2.2.4 Units. A unit corresponds to a component associated with a specific perspective. A unit is characterized by a name (its identifier) and a body. Bodies of units are the place where the actual content of an HDM application is filled in. "Ouverture/sound", "Ouverture/score" (of the entity "La Traviata"), "Article l/Official Text", "Article 1/Annotated Text" (of the entity "Law 19/8/89"), "assembly instruction/Italian-text", "assembly instruction/ English-text", "assembly instruction/Italian-graphics", "assembly instruction/English-graphics" (of the entity "Electric Engine"), are examples of units.
If the reader tries to relate HDM units to traditional hypertext notions, units, roughly speaking, may be thought as corresponding to the standard notions of "nodes". This correspondence is not completely true; for example, units can be created only in the proper context (of components and entities, under the proper perspectives), and arbitrary nodes are not allowed in HDM.

···

§ **GOAL**
Condense the paragraph of the passage on HDM units that begins "If the reader tries" into two sentences, keeping its main points.

§ **EXTRACTED ENTRIES**
···

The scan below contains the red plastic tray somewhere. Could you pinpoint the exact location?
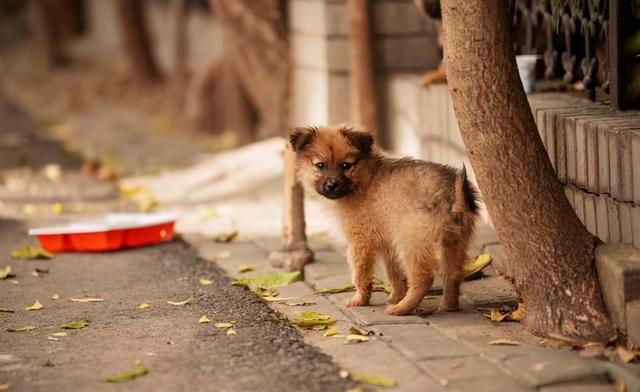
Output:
[29,213,176,253]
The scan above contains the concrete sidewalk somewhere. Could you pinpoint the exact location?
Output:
[188,228,632,392]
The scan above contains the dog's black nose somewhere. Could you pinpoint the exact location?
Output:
[324,181,338,192]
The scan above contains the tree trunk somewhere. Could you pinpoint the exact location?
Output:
[442,0,615,342]
[116,0,162,84]
[347,0,380,139]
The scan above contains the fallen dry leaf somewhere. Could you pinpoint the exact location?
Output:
[350,373,398,388]
[102,365,149,382]
[464,246,493,279]
[213,230,240,242]
[291,312,335,329]
[7,325,36,332]
[167,297,193,306]
[60,320,89,329]
[346,334,369,343]
[24,300,44,310]
[69,297,104,303]
[0,265,15,279]
[11,244,54,260]
[238,264,256,274]
[489,339,520,346]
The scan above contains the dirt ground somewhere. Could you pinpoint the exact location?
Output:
[0,221,349,391]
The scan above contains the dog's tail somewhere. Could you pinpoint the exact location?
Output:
[444,165,479,244]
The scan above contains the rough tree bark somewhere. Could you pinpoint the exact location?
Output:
[116,0,162,84]
[442,0,615,342]
[347,0,380,139]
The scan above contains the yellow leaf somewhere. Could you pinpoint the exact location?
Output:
[167,297,193,306]
[213,230,240,242]
[238,264,256,274]
[324,325,338,337]
[489,339,520,346]
[51,203,64,215]
[351,374,398,388]
[69,297,104,303]
[347,334,369,343]
[0,265,11,279]
[464,250,493,279]
[25,300,44,310]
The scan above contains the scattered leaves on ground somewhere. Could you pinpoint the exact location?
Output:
[350,373,398,388]
[489,339,520,346]
[69,297,104,303]
[213,230,240,242]
[0,265,15,279]
[324,325,338,337]
[291,312,335,329]
[24,300,44,310]
[349,325,374,336]
[7,325,36,332]
[60,320,89,329]
[346,334,369,343]
[167,297,193,306]
[238,264,256,274]
[231,271,302,297]
[464,246,493,279]
[11,244,54,260]
[102,365,149,382]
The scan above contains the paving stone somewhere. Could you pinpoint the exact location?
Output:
[311,332,449,392]
[374,324,474,361]
[449,376,535,392]
[505,350,604,387]
[338,292,440,325]
[596,244,640,331]
[460,277,518,306]
[418,356,506,385]
[540,379,619,392]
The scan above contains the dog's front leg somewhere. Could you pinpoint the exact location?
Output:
[346,245,375,306]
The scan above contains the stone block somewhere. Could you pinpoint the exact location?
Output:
[596,244,640,331]
[626,300,640,346]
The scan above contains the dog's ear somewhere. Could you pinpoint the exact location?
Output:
[340,127,373,155]
[289,127,316,152]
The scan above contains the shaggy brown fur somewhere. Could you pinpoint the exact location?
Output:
[290,126,478,315]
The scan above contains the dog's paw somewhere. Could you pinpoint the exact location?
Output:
[385,304,413,316]
[345,294,369,307]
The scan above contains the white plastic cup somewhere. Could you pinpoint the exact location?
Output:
[516,54,540,94]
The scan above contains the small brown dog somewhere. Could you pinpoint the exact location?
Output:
[290,126,478,315]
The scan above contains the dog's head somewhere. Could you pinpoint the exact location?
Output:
[289,125,373,200]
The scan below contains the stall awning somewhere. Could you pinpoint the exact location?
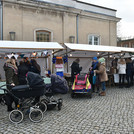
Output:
[117,47,134,53]
[65,43,121,52]
[0,41,64,53]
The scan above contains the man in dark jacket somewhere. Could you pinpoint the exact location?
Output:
[71,58,82,82]
[3,58,18,111]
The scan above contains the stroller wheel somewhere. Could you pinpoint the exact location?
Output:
[9,109,23,123]
[29,108,43,122]
[36,102,47,113]
[58,98,63,110]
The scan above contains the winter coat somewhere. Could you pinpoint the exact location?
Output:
[3,62,18,89]
[117,63,126,74]
[71,61,82,82]
[18,63,28,85]
[96,64,108,82]
[126,62,133,76]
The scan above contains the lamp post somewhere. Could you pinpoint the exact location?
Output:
[9,32,15,41]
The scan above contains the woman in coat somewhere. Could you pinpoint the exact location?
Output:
[94,57,108,96]
[71,58,82,83]
[89,57,99,93]
[30,59,41,74]
[3,57,18,111]
[117,59,126,88]
[126,58,133,88]
[18,61,29,85]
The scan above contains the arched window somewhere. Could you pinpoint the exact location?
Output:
[36,30,51,42]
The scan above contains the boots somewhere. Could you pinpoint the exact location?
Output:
[99,92,106,96]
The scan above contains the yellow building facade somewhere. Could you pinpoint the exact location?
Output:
[0,0,120,46]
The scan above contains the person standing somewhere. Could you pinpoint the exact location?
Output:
[89,57,99,93]
[3,57,18,111]
[117,59,126,88]
[94,57,108,96]
[126,58,133,88]
[30,59,41,74]
[18,61,29,85]
[71,58,82,83]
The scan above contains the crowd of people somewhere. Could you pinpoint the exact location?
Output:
[3,56,41,111]
[3,56,134,111]
[71,57,108,96]
[71,57,134,96]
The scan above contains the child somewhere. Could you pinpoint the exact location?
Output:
[94,57,108,96]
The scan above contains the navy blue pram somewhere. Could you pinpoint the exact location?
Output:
[12,72,46,98]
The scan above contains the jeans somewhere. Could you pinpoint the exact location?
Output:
[101,81,106,92]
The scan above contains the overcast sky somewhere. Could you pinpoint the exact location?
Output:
[81,0,134,37]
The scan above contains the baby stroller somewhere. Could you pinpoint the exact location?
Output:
[71,74,92,98]
[0,72,47,123]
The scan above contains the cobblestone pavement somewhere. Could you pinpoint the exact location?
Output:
[0,87,134,134]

···

§ **WRITTEN ANSWER**
HDM units roughly correspond to the standard hypertext notion of nodes. The match is not exact: units can be created only in their proper context, within components and entities under the proper perspectives, and HDM does not allow arbitrary nodes.